--- WRITTEN INSTRUCTION 1 ---
According to the Bourland biography below, what office did James Spears Bourland hold on Itawamba County's first Board of Police?
**** SOURCE TEXT ****
A detail of the James Spears Bourland monument in historic Bourland Cemetery in southwestern Itawamba County shows the traditional clasped hands (signifying farewell).
James Spears Bourland was a member of Itawamba County’s first Board of Police on which board he served as president. He was born October 19, 1798 in South Carolina. He was the son of Ebenezer Bourland (born ca. 1768 in Virgina) and Abigail Loving and the grandson of the immigrant John Bourland (born Londonderry, Ireland, married Catherine Randolph in Virginia during 1750).
James Spears Bourland married Mary Hudspeth around 1818 and soon removed to Monroe County, Mississippi with her parents. Records show that James Spears Bourland purchased 160 acres of land during 1826 in Monroe County (present-day Amory). He took an active part in the cession of the Chickasaw lands in northeastern Mississippi and by 1836 when Itawamba County was formed, he owned a sizeable farm west of the Tombigbee River (Cardsville community) in the new county of Itawamba. During his lifetime in Itawamba County he served in several official capacities and was known by many as Judge Bourland.
**** PROVIDED RECORDS ****
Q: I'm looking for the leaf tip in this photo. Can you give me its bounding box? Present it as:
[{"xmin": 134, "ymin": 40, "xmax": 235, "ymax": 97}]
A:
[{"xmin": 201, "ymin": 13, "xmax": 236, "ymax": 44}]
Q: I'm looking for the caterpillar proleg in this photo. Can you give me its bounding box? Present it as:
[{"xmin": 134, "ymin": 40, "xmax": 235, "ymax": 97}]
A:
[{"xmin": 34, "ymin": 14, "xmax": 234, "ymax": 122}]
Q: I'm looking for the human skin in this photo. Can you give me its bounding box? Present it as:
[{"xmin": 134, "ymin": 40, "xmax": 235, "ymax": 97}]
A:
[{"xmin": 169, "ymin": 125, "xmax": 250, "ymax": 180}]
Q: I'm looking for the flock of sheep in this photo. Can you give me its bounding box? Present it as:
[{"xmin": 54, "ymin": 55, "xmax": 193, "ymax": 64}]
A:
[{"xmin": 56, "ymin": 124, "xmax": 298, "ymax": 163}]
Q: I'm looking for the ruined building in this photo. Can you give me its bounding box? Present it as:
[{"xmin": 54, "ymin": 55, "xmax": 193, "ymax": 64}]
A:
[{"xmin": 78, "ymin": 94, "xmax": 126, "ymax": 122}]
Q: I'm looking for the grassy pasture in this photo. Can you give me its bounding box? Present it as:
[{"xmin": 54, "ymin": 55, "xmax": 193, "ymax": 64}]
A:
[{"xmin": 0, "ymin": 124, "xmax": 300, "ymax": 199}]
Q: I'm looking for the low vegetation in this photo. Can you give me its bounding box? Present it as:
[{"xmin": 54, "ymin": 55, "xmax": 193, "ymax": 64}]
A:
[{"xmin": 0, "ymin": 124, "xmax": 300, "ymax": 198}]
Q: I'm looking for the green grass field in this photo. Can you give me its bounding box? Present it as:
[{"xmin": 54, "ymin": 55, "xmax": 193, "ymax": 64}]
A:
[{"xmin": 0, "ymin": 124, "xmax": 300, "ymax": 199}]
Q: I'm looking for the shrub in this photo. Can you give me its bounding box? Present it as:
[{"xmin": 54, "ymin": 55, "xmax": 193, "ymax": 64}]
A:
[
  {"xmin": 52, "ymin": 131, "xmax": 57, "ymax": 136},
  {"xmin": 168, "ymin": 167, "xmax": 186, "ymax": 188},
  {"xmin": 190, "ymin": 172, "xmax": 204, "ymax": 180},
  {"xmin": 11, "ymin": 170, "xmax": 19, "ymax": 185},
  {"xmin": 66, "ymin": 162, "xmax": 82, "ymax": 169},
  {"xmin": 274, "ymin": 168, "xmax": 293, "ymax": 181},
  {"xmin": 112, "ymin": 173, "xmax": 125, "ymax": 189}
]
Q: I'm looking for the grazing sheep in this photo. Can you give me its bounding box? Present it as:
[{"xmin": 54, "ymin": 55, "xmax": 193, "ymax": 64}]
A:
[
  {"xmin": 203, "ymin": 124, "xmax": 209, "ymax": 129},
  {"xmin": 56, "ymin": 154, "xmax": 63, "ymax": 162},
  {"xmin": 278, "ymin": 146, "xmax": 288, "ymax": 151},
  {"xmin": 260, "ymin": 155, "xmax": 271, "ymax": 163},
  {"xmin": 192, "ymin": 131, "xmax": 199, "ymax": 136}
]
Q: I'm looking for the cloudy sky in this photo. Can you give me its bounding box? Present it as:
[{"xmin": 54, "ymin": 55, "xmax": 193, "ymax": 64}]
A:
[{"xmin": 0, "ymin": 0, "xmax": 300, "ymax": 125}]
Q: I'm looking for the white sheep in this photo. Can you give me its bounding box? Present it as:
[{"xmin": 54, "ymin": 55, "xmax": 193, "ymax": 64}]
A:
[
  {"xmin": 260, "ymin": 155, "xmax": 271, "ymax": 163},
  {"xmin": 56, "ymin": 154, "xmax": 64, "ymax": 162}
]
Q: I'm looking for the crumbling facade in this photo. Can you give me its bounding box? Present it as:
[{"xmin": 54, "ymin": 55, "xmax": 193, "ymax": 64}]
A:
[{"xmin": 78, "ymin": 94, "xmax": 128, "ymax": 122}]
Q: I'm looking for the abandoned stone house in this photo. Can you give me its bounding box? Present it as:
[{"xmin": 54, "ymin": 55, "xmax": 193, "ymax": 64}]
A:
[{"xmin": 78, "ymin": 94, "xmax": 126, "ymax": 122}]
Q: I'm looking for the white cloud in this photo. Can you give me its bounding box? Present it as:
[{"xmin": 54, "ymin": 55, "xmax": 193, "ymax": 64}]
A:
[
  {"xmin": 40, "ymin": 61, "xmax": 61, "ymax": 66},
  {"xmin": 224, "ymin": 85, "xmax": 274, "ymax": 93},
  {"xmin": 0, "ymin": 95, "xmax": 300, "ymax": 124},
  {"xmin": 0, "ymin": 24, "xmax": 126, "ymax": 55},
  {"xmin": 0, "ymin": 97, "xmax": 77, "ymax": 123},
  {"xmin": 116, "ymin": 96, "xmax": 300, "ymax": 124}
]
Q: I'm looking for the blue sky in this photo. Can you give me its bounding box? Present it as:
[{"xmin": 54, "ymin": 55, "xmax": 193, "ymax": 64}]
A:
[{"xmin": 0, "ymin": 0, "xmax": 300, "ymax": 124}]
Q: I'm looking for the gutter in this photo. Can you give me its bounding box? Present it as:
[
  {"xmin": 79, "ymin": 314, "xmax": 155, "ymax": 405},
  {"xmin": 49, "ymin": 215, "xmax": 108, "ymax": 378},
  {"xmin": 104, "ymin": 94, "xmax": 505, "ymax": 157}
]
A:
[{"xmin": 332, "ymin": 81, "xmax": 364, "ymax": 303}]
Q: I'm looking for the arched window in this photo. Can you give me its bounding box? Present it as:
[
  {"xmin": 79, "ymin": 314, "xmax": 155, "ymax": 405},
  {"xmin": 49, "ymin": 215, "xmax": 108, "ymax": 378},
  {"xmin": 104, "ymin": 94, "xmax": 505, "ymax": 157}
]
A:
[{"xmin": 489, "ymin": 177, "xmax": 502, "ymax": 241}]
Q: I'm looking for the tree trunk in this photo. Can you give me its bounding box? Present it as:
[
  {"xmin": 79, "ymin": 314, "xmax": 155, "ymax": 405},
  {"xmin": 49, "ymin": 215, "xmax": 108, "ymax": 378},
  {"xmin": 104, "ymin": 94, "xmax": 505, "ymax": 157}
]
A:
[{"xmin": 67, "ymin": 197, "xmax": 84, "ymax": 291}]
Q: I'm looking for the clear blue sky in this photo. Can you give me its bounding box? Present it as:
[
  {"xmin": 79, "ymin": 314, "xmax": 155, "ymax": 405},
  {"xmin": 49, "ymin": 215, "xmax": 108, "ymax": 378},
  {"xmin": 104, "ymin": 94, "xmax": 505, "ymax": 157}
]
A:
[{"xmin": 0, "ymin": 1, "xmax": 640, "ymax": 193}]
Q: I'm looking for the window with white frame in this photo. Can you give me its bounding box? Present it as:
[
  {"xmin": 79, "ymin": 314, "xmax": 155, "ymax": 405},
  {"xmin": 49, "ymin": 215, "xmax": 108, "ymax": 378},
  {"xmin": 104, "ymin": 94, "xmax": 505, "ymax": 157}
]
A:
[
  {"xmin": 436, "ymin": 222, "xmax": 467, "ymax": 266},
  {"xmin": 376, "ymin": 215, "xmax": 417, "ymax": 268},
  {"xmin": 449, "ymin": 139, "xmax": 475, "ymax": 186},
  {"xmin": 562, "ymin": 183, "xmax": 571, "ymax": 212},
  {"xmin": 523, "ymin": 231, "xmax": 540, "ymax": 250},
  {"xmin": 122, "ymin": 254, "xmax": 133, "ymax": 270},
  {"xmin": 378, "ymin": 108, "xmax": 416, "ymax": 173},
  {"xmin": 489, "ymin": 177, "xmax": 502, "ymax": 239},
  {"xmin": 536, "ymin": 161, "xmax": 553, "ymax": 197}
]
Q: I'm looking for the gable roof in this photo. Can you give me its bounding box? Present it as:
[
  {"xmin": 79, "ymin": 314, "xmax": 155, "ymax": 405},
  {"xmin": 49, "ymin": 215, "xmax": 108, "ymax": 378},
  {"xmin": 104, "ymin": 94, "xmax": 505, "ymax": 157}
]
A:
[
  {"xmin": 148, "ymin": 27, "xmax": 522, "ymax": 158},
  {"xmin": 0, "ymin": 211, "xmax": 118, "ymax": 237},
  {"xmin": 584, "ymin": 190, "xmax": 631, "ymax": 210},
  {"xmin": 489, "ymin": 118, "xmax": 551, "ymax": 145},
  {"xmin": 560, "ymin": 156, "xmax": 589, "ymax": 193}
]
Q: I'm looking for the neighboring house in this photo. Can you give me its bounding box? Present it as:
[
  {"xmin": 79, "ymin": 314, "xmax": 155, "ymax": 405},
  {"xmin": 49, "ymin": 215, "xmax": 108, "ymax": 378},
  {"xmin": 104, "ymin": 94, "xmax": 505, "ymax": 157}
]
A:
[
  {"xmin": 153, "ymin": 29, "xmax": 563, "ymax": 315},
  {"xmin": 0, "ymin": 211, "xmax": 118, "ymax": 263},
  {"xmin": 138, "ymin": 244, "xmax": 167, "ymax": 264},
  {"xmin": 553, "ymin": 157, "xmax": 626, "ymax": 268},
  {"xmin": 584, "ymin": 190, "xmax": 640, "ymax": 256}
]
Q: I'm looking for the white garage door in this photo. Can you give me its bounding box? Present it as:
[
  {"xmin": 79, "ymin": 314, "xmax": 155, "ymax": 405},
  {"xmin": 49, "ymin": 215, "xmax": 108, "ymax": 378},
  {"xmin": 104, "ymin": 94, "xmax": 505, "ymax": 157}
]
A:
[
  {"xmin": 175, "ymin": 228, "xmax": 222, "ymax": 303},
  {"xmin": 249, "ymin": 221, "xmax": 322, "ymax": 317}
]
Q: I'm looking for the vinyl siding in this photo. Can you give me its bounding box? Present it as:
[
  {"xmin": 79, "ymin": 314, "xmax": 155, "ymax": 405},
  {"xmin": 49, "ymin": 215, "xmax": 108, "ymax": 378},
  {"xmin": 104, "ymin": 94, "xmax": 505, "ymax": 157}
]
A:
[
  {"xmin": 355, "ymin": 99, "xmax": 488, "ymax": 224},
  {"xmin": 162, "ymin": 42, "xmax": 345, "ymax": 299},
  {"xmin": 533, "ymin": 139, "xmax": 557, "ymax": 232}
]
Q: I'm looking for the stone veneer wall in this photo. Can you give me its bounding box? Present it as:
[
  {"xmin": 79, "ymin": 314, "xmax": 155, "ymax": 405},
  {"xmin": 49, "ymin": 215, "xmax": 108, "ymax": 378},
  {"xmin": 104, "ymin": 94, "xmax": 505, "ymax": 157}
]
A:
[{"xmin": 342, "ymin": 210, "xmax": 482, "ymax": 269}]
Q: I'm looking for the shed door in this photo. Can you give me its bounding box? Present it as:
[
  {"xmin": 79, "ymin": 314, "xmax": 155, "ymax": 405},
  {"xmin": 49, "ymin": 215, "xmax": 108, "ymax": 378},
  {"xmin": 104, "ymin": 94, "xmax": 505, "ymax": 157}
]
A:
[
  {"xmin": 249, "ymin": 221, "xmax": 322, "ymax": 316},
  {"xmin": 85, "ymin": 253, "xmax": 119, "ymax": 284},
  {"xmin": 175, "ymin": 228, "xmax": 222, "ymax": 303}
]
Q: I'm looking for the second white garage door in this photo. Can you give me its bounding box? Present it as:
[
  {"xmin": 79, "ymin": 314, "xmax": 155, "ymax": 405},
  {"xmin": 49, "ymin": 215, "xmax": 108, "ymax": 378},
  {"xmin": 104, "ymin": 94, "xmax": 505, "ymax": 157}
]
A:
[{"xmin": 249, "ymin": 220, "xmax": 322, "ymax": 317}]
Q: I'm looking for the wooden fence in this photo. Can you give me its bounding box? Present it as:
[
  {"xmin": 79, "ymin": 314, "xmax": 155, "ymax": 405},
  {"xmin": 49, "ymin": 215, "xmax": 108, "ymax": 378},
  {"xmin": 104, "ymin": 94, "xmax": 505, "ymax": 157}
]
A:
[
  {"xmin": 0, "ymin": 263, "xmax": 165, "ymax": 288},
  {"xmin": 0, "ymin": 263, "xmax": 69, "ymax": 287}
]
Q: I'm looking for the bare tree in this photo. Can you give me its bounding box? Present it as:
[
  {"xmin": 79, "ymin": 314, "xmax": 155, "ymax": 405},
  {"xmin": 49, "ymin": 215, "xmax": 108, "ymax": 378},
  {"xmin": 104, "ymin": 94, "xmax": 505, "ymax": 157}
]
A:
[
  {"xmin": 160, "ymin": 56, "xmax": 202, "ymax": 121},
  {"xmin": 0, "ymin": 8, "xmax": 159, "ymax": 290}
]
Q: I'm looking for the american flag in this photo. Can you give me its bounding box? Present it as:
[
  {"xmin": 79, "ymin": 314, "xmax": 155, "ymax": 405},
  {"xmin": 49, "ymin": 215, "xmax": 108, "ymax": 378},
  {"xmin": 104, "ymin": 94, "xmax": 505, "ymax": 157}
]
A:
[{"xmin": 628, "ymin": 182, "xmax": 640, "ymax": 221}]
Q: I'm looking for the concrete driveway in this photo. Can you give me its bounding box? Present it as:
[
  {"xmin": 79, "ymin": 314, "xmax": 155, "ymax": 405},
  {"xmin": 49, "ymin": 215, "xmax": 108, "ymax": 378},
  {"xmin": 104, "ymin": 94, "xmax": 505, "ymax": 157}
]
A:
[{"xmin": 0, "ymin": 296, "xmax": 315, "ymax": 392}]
****
--- WRITTEN INSTRUCTION 2 ---
Gather every line in the rows above that contains the word "stone" and copy each one unchanged.

--- EXERCISE RESPONSE 1 ---
He served as president of the board.

--- EXERCISE RESPONSE 2 ---
Q: I'm looking for the abandoned stone house in this photo. Can you give me its bounding box? Present it as:
Q: I'm looking for the stone veneer wall in this photo. Can you give me its bounding box? Present it as:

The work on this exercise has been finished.